**ЗАДАНИЕ 1**
Как, согласно тексту о неокорпоратизме, Герман Кан определил эпоху контрреформации, наступающую с конца 1970-х годов?
**ЗАДАНИЕ 2**
Продолжите текст о неокорпоратизме, начав сразу после его последнего предложения.

**ФРАГМЕНТ ДОКУМЕНТА**
Следует отметить, что исследователи, как правило, стремятся сразу же провести разграничения с другими политологическими подходами. Иногда в популярной политической литературе отождествляли неокорпоратизм и неоконсерватизм, хотя это и не вполне правомерно. Известно, что один из видных американских теоретиков в области политической футурологии Герман Кан как-то заявил, что с конца 1970-х годов наступает эпоха контрреформации, которую он определил как движение к консерватизму. По времени это действительно совпало с началом активных дискуссий вокруг проблем корпоратизма, однако ряд аналогий вряд ли можно продолжить. Консерватизм — явление, характерное главным образом, как выразились бы немцы, для англосаксонского мира, и вряд ли оно хоть как-то описывает суть происходящего в континентальной Европе и на Востоке. К тому же в отличие от неоконсерватизма, склоняющегося к удержанию или возврату к уже достигнутым ранее позициям, неокорпоратизм, наоборот, ориентирован на активное продвижение вперед. Разница достаточно существенная. Тем более что природа и происхождение этих идейных течений тоже различны.

От плюрализма же, несмотря на то, что неокорпоратизм вырос из его недр13, последний отличает больший реализм в оценке современности, новой политической ситуации и более острое ощущение надвигающегося перелома эпох. Квейвик, пытаясь определить точку расхождения, писал, что если для плюрализма характерна конкуренция “групп по интересам” при попытке доступа к лицам и учреждениям, принимающим политические решения, то для корпоратизма такой доступ как бы уже технологически предрешен, а группы по интересам рассматриваются как прямые участники механизма власти14. Кроме того, перед неокорпоратизмом как теорией ученые ставили и более высокую задачу — сделать его своеобразным методологическим инструментарием, помогающим точно сформулировать стратегию государственного интереса и механизмы его политического воплощения.

С начала 1990-х годов в связи с событиями в России и странах Восточной Европы в зарубежной социальной науке произошли существенные сдвиги в тематике. Спор о корпоратизме уже не столь сильно волновал умы. Его место заняла другая тема — ломки тоталитарных структур в Восточной Европе и возможные ее последствия. И тем не менее проблема корпоратизма все же была введена в активный научный оборот. В Германии она получила широкое признание в качестве непременной составной части политологии. После того как в одном из фундаментальных изложений основ политической науки15 в глоссарий были введены понятия корпоратизма и неокорпоратизма, где-то начиная с 1990 г. практически все издания словарей и справочников по политической науке включают эту тематику в контекст многих актуальнейших вопросов современной политологии.

**МАТЕРИАЛ**

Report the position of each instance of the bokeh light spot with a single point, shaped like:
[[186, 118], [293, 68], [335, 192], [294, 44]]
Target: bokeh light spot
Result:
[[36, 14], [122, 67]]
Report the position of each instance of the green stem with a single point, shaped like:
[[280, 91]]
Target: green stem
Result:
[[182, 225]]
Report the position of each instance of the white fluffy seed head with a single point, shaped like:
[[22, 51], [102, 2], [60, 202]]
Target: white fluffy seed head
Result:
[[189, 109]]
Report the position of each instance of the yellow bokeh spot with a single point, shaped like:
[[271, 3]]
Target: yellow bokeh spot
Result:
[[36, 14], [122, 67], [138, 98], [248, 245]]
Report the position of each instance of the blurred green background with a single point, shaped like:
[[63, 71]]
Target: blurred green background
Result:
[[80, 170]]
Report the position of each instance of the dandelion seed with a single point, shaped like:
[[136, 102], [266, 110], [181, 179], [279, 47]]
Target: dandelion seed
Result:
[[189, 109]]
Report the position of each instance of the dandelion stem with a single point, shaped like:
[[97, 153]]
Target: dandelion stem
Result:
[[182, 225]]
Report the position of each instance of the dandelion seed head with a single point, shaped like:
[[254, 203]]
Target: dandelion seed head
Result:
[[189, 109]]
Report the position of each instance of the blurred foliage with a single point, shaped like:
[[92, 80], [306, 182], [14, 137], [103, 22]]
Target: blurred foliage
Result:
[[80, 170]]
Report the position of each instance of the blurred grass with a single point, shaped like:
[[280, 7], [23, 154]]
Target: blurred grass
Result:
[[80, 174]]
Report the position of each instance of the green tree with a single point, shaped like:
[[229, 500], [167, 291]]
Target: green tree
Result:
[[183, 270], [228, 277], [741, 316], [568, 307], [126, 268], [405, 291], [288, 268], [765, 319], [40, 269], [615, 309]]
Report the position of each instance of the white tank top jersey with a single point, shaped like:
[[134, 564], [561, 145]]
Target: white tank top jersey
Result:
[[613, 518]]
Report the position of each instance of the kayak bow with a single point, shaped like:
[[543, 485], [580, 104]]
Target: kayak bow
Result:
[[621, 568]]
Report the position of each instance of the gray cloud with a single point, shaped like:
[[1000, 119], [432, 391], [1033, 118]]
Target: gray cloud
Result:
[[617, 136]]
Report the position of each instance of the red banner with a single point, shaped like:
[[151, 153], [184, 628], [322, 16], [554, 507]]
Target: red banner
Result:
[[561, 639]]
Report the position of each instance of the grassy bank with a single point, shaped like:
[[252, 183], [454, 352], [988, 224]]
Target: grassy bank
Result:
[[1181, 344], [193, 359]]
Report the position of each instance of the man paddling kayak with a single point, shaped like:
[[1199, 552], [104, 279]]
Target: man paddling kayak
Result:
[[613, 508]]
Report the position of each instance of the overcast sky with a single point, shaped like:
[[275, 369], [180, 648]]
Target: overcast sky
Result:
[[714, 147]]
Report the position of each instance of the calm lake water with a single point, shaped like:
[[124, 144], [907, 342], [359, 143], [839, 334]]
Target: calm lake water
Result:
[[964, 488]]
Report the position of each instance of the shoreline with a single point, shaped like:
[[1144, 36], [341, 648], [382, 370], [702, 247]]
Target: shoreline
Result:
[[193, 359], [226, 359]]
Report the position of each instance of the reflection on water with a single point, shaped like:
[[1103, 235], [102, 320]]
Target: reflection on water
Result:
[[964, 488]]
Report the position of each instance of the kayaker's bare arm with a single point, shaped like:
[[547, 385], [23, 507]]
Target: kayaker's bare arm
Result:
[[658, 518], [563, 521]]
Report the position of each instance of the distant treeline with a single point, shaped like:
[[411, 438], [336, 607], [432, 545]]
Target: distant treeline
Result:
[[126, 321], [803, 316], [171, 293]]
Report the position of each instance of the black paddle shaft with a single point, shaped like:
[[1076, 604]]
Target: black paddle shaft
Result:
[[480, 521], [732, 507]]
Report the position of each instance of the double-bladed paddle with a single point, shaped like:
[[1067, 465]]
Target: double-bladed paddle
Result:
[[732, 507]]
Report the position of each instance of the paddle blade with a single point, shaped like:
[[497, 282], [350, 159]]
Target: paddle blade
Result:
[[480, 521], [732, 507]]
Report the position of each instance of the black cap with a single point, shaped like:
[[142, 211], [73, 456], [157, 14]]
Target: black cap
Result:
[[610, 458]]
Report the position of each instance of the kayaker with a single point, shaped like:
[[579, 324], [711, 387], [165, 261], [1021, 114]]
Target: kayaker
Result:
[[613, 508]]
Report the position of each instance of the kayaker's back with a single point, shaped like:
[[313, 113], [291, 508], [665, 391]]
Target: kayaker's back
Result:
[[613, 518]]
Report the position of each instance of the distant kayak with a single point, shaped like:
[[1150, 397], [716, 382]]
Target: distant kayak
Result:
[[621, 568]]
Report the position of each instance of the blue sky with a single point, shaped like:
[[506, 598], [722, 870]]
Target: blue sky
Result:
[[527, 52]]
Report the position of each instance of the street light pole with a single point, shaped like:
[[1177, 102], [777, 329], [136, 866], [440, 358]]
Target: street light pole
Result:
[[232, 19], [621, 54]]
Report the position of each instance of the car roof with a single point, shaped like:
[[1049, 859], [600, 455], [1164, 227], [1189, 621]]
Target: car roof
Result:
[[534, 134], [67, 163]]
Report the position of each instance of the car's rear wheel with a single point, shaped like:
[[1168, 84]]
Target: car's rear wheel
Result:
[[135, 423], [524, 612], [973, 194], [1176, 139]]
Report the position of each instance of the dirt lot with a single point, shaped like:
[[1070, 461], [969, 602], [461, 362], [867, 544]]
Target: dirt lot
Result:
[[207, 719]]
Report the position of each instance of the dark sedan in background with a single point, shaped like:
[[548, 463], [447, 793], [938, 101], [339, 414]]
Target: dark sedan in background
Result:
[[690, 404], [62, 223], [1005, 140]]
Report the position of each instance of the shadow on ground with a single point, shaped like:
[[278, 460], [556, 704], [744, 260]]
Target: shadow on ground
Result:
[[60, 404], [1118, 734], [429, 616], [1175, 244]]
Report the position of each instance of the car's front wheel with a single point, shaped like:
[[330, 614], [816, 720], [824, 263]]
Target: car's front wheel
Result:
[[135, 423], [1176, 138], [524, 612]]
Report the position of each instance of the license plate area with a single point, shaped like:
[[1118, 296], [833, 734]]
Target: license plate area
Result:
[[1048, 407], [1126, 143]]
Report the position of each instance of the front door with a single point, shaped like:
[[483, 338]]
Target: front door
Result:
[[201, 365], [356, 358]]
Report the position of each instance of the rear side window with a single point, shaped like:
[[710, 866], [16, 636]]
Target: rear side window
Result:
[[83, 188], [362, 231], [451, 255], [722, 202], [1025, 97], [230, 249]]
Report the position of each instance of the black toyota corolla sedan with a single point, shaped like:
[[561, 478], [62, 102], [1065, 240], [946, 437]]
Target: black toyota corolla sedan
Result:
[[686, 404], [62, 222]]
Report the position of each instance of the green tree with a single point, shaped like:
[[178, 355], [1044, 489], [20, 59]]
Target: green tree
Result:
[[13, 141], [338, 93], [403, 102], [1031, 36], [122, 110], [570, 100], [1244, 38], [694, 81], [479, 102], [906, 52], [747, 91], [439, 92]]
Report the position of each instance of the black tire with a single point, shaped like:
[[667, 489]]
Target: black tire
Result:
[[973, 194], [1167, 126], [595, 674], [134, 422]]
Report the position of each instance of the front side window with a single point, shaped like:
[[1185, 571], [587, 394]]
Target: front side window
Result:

**ОТВЕТ 1**
Как движение к консерватизму.

**ОТВЕТ 2**
Истоки корпоратизма. Западногерманские исследователи сразу же подчеркнули аутентичность германской традиции по этому вопросу. Они не только определили основные параметры дискуссии, но и дали свою интерпретацию истории вопроса. В качестве примера можно рассмотреть вариант исторической типологии идей корпоратизма, предложенный Ульрихом Ноккеном16. По мнению одного из ведущих западногерманских теоретиков неокорпоратизма первой половины 1980-х годов Ульриха фон Алеманна, Ноккену в значительной степени удалось раскрыть “континуальность корпоративно-экономических структур и идеологий”, имевших место в Германии с начала XIX вплоть до середины ХХ столетия.

Прежде всего Ноккен подчеркнул исключительную важность вопроса об исторических корнях корпоратизма, в том числе и некоторых вариантов корпоративных технологий, предложенных германскими теоретиками (еще во второй половине XIX в.) для разрешения политических споров в поисках наиболее приемлемых компромиссов При этом он отметил, что необходимо различать корпорации как экономическое явление и собственно корпоратизм как явление политическое, затрагивающее все сферы жизни общества и аккумулированно выраженное в сфере политики.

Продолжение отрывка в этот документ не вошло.